TEKS BACAAN:
Analisis kasus penelitian
Kasus :
Berdasarkan hasil yang ditemukan, manajer lini tengah pada organisasi kesehatan di swedia memiliki tanggung jawab anggaran yang luas. namun, mereka  kekurangan akan pelatihan manajemen dan keuangan. Ditambah lagi, manajer lini tengah ini lebih banyak berasal dari profesi keperawatan. Ini mengindikasikan apabila mereka lebih mengerti persoalan yang berkaitan dengan pelayanan kesehatan daripada  pengendalian manajemen. Padahal tugas mereka tidak hanya berkaitan dengan pelayanan kesehatan saja. manajer lini tengah memiliki tugas dan tanggung jawab untuk memecat karyawan, membeli peralatan, dan aktivitas berbeda lainnya.

DATA TERSEDIA:
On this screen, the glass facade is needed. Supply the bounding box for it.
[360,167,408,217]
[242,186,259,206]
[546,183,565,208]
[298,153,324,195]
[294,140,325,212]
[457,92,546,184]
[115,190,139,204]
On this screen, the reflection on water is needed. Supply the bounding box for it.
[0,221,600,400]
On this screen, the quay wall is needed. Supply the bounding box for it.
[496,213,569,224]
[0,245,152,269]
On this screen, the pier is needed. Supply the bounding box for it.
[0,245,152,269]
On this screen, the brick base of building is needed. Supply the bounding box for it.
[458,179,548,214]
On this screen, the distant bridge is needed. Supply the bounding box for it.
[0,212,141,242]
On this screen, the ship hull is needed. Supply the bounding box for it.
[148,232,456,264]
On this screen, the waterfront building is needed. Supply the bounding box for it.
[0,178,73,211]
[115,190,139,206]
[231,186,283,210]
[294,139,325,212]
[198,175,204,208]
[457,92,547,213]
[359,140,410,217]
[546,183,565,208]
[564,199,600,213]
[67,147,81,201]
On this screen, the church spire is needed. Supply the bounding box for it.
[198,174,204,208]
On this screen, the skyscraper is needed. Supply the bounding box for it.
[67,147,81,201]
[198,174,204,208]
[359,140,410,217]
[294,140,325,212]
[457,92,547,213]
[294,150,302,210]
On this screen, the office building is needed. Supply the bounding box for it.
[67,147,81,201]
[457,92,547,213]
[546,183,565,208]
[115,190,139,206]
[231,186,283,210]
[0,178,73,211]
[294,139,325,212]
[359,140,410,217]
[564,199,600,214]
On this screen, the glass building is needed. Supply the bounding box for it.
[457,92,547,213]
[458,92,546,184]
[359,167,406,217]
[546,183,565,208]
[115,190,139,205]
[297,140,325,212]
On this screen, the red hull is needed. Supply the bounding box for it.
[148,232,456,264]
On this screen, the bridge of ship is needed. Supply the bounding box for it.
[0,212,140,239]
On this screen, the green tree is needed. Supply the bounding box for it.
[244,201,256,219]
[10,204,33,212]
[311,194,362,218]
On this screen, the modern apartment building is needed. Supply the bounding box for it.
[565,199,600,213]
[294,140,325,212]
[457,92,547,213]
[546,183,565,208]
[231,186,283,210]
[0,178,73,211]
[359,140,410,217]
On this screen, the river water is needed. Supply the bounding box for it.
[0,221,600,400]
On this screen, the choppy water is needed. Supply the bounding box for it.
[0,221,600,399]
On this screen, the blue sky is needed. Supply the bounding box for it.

DESKRIPSI SOAL: Tentukan apakah setiap pernyataan berikut sesuai dengan teks bacaan, jawab ya atau tidak, lalu kutip kata-kata dari teks yang menjadi penentunya. 1. Manajer lini tengah pada organisasi kesehatan di Swedia memiliki tanggung jawab anggaran yang luas. 2. Manajer lini tengah tersebut lebih banyak berasal dari profesi akuntansi. 3. Membeli peralatan termasuk tugas manajer lini tengah.

JAWABAN LENGKAP:
1. Ya: "manajer lini tengah pada organisasi kesehatan di swedia memiliki tanggung jawab anggaran yang luas"
2. Tidak: "manajer lini tengah ini lebih banyak berasal dari profesi keperawatan"
3. Ya: "manajer lini tengah memiliki tugas dan tanggung jawab untuk memecat karyawan, membeli peralatan, dan aktivitas berbeda lainnya"